→ Extracted text:
↓

AIPAC and its associated think tank, the Washington Institute for Near East Policy (WINEP), were instrumental in lobbying the president for the creation of the Office of Terrorism and Financial Intelligence unit early in 2004. The Israel lobby also vetted Stuart Levey who President Bush approved to lead the new unit. TFI claims to be "safeguarding the financial system against illicit use and combating rogue nations, terrorist facilitators, weapons of mass destruction (WMD) proliferators, money launderers, drug kingpins, and other national security threats." However its actions—and more important, inactions—reveal it to be a sharp-edged tool forged principally to serve the Israel lobby.

↑

→ Listing:
↓

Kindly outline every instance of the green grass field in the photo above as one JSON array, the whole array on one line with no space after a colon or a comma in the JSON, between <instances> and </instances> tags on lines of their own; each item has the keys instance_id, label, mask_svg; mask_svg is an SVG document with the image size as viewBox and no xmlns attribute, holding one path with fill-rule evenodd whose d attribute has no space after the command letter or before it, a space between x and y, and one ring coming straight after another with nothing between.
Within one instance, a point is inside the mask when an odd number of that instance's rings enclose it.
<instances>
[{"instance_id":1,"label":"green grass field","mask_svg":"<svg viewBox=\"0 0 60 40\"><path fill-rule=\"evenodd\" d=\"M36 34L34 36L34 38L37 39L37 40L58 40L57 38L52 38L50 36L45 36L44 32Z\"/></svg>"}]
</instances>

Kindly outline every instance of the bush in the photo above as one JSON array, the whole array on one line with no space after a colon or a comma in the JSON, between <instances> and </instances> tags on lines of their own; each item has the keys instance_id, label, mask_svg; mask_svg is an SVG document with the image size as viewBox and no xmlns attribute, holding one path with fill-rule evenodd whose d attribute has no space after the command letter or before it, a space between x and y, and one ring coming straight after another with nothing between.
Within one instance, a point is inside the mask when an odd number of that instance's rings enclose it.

↑

→ Required tasks:
• A. From the passage above on the Office of Terrorism and Financial Intelligence, extract the part that opens with the words containing "AIPAC and its" and closes with "the Israel lobby.".
• B. According to the passage on the Office of Terrorism and Financial Intelligence, whom did President Bush approve to lead the new unit?
• C. In the passage on the Office of Terrorism and Financial Intelligence, the office's stated mission names the specific threats it claims to combat. List each of those threats, leaving out the closing general category.

→ Exercise solutions:
• A.
AIPAC and its associated think tank, the Washington Institute for Near East Policy (WINEP), were instrumental in lobbying the president for the creation of the Office of Terrorism and Financial Intelligence unit early in 2004. The Israel lobby also vetted Stuart Levey who President Bush approved to lead the new unit. TFI claims to be "safeguarding the financial system against illicit use and combating rogue nations, terrorist facilitators, weapons of mass destruction (WMD) proliferators, money launderers, drug kingpins, and other national security threats." However its actions—and more important, inactions—reveal it to be a sharp-edged tool forged principally to serve the Israel lobby.

• B. Stuart Levey

• C.
- rogue nations
- terrorist facilitators
- weapons of mass destruction (WMD) proliferators
- money launderers
- drug kingpins